Work instructions: Omit all images, then return the remaining material exactly as it stands.

Data entries:
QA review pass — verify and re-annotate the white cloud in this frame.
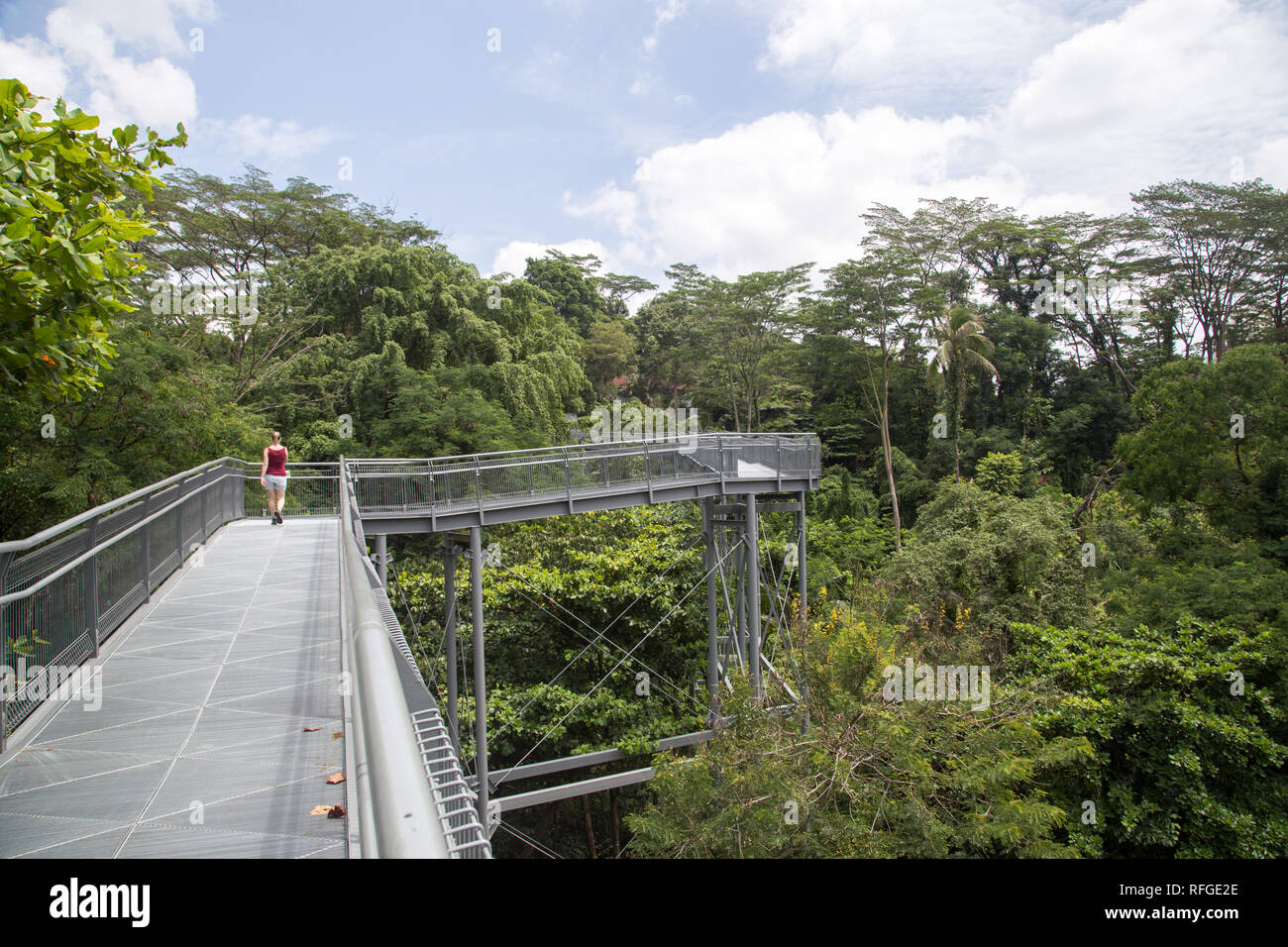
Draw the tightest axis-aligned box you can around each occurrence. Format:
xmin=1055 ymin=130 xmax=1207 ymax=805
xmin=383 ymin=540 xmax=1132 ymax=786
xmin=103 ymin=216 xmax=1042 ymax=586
xmin=997 ymin=0 xmax=1288 ymax=194
xmin=564 ymin=0 xmax=1288 ymax=275
xmin=644 ymin=0 xmax=687 ymax=55
xmin=46 ymin=0 xmax=209 ymax=130
xmin=0 ymin=36 xmax=67 ymax=101
xmin=193 ymin=115 xmax=342 ymax=162
xmin=486 ymin=239 xmax=617 ymax=275
xmin=0 ymin=0 xmax=339 ymax=168
xmin=744 ymin=0 xmax=1077 ymax=104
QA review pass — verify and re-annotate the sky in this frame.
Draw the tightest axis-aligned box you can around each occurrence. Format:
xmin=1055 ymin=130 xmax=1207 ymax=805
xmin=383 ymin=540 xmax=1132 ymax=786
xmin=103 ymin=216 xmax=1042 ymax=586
xmin=0 ymin=0 xmax=1288 ymax=296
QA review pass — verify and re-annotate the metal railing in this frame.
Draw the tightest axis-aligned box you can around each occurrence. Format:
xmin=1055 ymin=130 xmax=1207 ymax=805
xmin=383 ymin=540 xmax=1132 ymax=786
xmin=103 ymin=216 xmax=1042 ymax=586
xmin=347 ymin=434 xmax=821 ymax=513
xmin=340 ymin=458 xmax=490 ymax=858
xmin=242 ymin=462 xmax=340 ymax=517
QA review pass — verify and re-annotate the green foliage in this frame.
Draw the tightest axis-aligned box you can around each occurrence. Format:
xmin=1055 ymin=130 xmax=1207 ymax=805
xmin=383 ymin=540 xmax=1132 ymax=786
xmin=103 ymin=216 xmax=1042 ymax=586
xmin=1118 ymin=346 xmax=1288 ymax=562
xmin=883 ymin=481 xmax=1094 ymax=657
xmin=628 ymin=612 xmax=1089 ymax=858
xmin=975 ymin=453 xmax=1024 ymax=496
xmin=0 ymin=78 xmax=187 ymax=403
xmin=1015 ymin=618 xmax=1288 ymax=858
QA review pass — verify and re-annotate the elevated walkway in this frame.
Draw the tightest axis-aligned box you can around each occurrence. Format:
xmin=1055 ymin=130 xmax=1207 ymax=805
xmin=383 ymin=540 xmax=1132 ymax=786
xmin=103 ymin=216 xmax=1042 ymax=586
xmin=0 ymin=517 xmax=347 ymax=858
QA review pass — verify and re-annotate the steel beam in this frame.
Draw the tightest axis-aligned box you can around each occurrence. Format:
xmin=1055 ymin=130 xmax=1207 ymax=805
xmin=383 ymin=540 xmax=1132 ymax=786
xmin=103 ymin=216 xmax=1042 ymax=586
xmin=496 ymin=767 xmax=657 ymax=813
xmin=443 ymin=543 xmax=461 ymax=755
xmin=702 ymin=500 xmax=720 ymax=716
xmin=471 ymin=526 xmax=488 ymax=827
xmin=373 ymin=532 xmax=389 ymax=588
xmin=483 ymin=720 xmax=729 ymax=786
xmin=744 ymin=493 xmax=761 ymax=701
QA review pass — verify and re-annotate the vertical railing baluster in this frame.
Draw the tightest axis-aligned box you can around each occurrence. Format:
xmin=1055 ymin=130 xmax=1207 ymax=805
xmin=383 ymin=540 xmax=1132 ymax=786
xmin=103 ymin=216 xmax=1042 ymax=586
xmin=563 ymin=447 xmax=572 ymax=513
xmin=139 ymin=493 xmax=152 ymax=601
xmin=0 ymin=553 xmax=11 ymax=753
xmin=81 ymin=517 xmax=98 ymax=657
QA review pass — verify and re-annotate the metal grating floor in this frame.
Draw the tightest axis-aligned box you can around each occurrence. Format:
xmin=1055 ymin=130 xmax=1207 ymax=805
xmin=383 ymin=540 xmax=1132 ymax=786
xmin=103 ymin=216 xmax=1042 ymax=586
xmin=0 ymin=517 xmax=347 ymax=858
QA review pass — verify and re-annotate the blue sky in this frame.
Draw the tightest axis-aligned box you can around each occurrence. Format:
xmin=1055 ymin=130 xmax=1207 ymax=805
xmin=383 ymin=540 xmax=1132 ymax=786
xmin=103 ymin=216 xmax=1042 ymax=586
xmin=0 ymin=0 xmax=1288 ymax=294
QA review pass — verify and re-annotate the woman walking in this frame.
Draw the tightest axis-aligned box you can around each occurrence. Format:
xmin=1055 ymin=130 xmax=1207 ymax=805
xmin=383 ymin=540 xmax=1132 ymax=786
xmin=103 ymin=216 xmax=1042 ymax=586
xmin=259 ymin=430 xmax=286 ymax=526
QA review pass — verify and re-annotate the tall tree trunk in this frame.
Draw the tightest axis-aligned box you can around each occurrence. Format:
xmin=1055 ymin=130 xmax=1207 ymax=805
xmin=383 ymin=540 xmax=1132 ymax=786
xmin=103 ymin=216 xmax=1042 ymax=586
xmin=881 ymin=396 xmax=903 ymax=553
xmin=608 ymin=789 xmax=622 ymax=858
xmin=581 ymin=795 xmax=595 ymax=858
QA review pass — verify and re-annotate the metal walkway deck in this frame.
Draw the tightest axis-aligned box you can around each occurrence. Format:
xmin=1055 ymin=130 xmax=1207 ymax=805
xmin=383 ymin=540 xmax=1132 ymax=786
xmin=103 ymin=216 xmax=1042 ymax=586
xmin=0 ymin=434 xmax=821 ymax=858
xmin=0 ymin=517 xmax=347 ymax=858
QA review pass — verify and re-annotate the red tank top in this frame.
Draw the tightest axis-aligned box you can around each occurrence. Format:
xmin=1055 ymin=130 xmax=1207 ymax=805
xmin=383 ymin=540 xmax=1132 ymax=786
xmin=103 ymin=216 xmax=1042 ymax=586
xmin=265 ymin=447 xmax=286 ymax=476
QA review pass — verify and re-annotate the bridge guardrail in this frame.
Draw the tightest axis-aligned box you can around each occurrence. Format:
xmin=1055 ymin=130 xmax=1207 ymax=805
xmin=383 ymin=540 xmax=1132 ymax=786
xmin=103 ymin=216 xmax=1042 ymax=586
xmin=0 ymin=458 xmax=245 ymax=750
xmin=340 ymin=458 xmax=489 ymax=858
xmin=348 ymin=434 xmax=821 ymax=511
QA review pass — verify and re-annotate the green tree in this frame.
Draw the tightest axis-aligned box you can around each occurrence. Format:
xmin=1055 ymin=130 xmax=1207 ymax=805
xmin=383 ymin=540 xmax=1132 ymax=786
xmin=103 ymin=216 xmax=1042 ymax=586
xmin=927 ymin=305 xmax=997 ymax=480
xmin=0 ymin=78 xmax=187 ymax=402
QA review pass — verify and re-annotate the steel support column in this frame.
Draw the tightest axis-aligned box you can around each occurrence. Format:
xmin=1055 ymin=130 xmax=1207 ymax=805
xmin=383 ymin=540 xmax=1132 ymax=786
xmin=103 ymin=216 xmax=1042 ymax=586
xmin=743 ymin=493 xmax=761 ymax=701
xmin=373 ymin=532 xmax=389 ymax=588
xmin=443 ymin=541 xmax=461 ymax=754
xmin=471 ymin=526 xmax=488 ymax=832
xmin=702 ymin=497 xmax=720 ymax=717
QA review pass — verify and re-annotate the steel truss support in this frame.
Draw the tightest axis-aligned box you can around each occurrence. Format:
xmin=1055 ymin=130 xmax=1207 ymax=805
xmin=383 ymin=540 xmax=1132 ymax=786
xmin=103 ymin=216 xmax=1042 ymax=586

Expected answer:
QA review pass — verify and re-annotate the white cloud in this frame.
Draw the tightest axis-aligned box you can around each occurrence. Format:
xmin=1055 ymin=130 xmax=1207 ymax=805
xmin=383 ymin=540 xmax=1132 ymax=786
xmin=103 ymin=216 xmax=1042 ymax=586
xmin=997 ymin=0 xmax=1288 ymax=194
xmin=564 ymin=0 xmax=1288 ymax=275
xmin=644 ymin=0 xmax=687 ymax=55
xmin=46 ymin=0 xmax=209 ymax=130
xmin=0 ymin=36 xmax=67 ymax=101
xmin=193 ymin=115 xmax=342 ymax=162
xmin=486 ymin=239 xmax=617 ymax=275
xmin=0 ymin=0 xmax=339 ymax=168
xmin=744 ymin=0 xmax=1077 ymax=104
QA review pass — verify and re-annotate the sky in this frame.
Draw the tightest axis-aligned box you can around each occurrence. Format:
xmin=1055 ymin=130 xmax=1207 ymax=805
xmin=383 ymin=540 xmax=1132 ymax=786
xmin=103 ymin=216 xmax=1042 ymax=586
xmin=0 ymin=0 xmax=1288 ymax=296
QA review pass — verify and re-annotate the metal railing in this frame.
Draw the tightest axis-aligned box you can around each occurrence. Format:
xmin=1055 ymin=130 xmax=1207 ymax=805
xmin=383 ymin=540 xmax=1132 ymax=786
xmin=103 ymin=216 xmax=1042 ymax=586
xmin=347 ymin=434 xmax=821 ymax=513
xmin=340 ymin=458 xmax=490 ymax=858
xmin=242 ymin=462 xmax=340 ymax=517
QA review pass — verify and re-annotate the green foliage in this frame.
Draw the tightest axis-aligned box you can around each occurrence. Format:
xmin=1055 ymin=130 xmax=1207 ymax=805
xmin=383 ymin=540 xmax=1132 ymax=786
xmin=103 ymin=216 xmax=1042 ymax=586
xmin=1118 ymin=346 xmax=1288 ymax=562
xmin=883 ymin=481 xmax=1094 ymax=657
xmin=628 ymin=612 xmax=1089 ymax=858
xmin=975 ymin=453 xmax=1024 ymax=496
xmin=0 ymin=78 xmax=187 ymax=403
xmin=1015 ymin=618 xmax=1288 ymax=858
QA review pass — verify and re-annotate the elevated walkway in this frame.
Draw the tightest axis-aligned box you can around each occurrence. Format:
xmin=1055 ymin=130 xmax=1207 ymax=805
xmin=383 ymin=540 xmax=1132 ymax=786
xmin=103 ymin=216 xmax=1042 ymax=586
xmin=0 ymin=517 xmax=347 ymax=858
QA review pass — verify and re-annotate the steel beam in this frame.
Draw the tightest axis-aligned box you can around each occurrence. Format:
xmin=1055 ymin=130 xmax=1207 ymax=805
xmin=383 ymin=540 xmax=1132 ymax=786
xmin=103 ymin=216 xmax=1042 ymax=586
xmin=496 ymin=767 xmax=657 ymax=813
xmin=443 ymin=543 xmax=461 ymax=755
xmin=702 ymin=500 xmax=720 ymax=716
xmin=471 ymin=526 xmax=488 ymax=827
xmin=373 ymin=532 xmax=389 ymax=588
xmin=483 ymin=720 xmax=729 ymax=786
xmin=744 ymin=493 xmax=761 ymax=701
QA review pass — verify and re-annotate the vertical railing baluster in this frame.
Draw the tightest axis-aligned box you can around each occurrence. Format:
xmin=1055 ymin=130 xmax=1207 ymax=805
xmin=383 ymin=540 xmax=1132 ymax=786
xmin=103 ymin=216 xmax=1042 ymax=586
xmin=563 ymin=447 xmax=572 ymax=513
xmin=139 ymin=493 xmax=152 ymax=601
xmin=0 ymin=553 xmax=11 ymax=753
xmin=81 ymin=517 xmax=98 ymax=657
QA review pass — verify and re-annotate the metal grating floor in this frame.
Draw the tightest axis-aligned box you can around each occurrence. Format:
xmin=1055 ymin=130 xmax=1207 ymax=805
xmin=383 ymin=540 xmax=1132 ymax=786
xmin=103 ymin=216 xmax=1042 ymax=586
xmin=0 ymin=517 xmax=347 ymax=858
QA review pass — verify and re-annotate the blue sky in this frame.
Draw the tightest axis-aligned box you can around each occurrence. Format:
xmin=1055 ymin=130 xmax=1207 ymax=805
xmin=383 ymin=540 xmax=1132 ymax=786
xmin=103 ymin=216 xmax=1042 ymax=586
xmin=0 ymin=0 xmax=1288 ymax=294
QA review pass — verify and re-annotate the woman walking in this frame.
Draw the tightest axis-aligned box you can around each occurrence. Format:
xmin=1055 ymin=130 xmax=1207 ymax=805
xmin=383 ymin=540 xmax=1132 ymax=786
xmin=103 ymin=216 xmax=1042 ymax=586
xmin=259 ymin=430 xmax=286 ymax=526
QA review pass — verify and re-annotate the tall tree trunk in this frame.
Draw the tightest axis-aligned box you can around each occurrence. Format:
xmin=1055 ymin=130 xmax=1207 ymax=805
xmin=383 ymin=540 xmax=1132 ymax=786
xmin=103 ymin=216 xmax=1042 ymax=586
xmin=881 ymin=396 xmax=903 ymax=553
xmin=608 ymin=789 xmax=622 ymax=858
xmin=581 ymin=795 xmax=595 ymax=858
QA review pass — verify and re-annotate the metal walkway deck in this frame.
Draw the tightest axis-aligned box you can around each occurrence. Format:
xmin=1055 ymin=130 xmax=1207 ymax=805
xmin=383 ymin=540 xmax=1132 ymax=786
xmin=103 ymin=216 xmax=1042 ymax=586
xmin=0 ymin=434 xmax=821 ymax=858
xmin=0 ymin=517 xmax=347 ymax=858
QA review pass — verify and re-annotate the red tank top in this frame.
Draw the tightest axis-aligned box you can around each occurrence. Format:
xmin=1055 ymin=130 xmax=1207 ymax=805
xmin=383 ymin=540 xmax=1132 ymax=786
xmin=103 ymin=216 xmax=1042 ymax=586
xmin=265 ymin=447 xmax=286 ymax=476
QA review pass — verify and re-annotate the bridge guardrail in this frame.
Draw the tightest axis-aligned box you can around each occurrence. Format:
xmin=1055 ymin=130 xmax=1207 ymax=805
xmin=383 ymin=540 xmax=1132 ymax=786
xmin=103 ymin=216 xmax=1042 ymax=586
xmin=0 ymin=458 xmax=245 ymax=750
xmin=340 ymin=458 xmax=489 ymax=858
xmin=348 ymin=434 xmax=821 ymax=511
QA review pass — verify and re-annotate the green tree in this frame.
Draw the tightest axis-aligned box you can around each occurrence. Format:
xmin=1055 ymin=130 xmax=1207 ymax=805
xmin=383 ymin=540 xmax=1132 ymax=786
xmin=103 ymin=216 xmax=1042 ymax=586
xmin=927 ymin=305 xmax=997 ymax=480
xmin=0 ymin=78 xmax=187 ymax=402
QA review pass — verify and re-annotate the steel support column in this frame.
Draw the tightest axis-aligned box you can around each occurrence. Format:
xmin=1055 ymin=130 xmax=1207 ymax=805
xmin=383 ymin=540 xmax=1132 ymax=786
xmin=103 ymin=216 xmax=1042 ymax=586
xmin=743 ymin=493 xmax=761 ymax=701
xmin=373 ymin=532 xmax=389 ymax=588
xmin=443 ymin=541 xmax=461 ymax=754
xmin=471 ymin=526 xmax=488 ymax=832
xmin=702 ymin=497 xmax=720 ymax=717
QA review pass — verify and re-annotate the steel truss support in this frame.
Draw the tightest axis-aligned box you can around each occurrence. Format:
xmin=1055 ymin=130 xmax=1207 ymax=805
xmin=383 ymin=540 xmax=1132 ymax=786
xmin=103 ymin=216 xmax=1042 ymax=586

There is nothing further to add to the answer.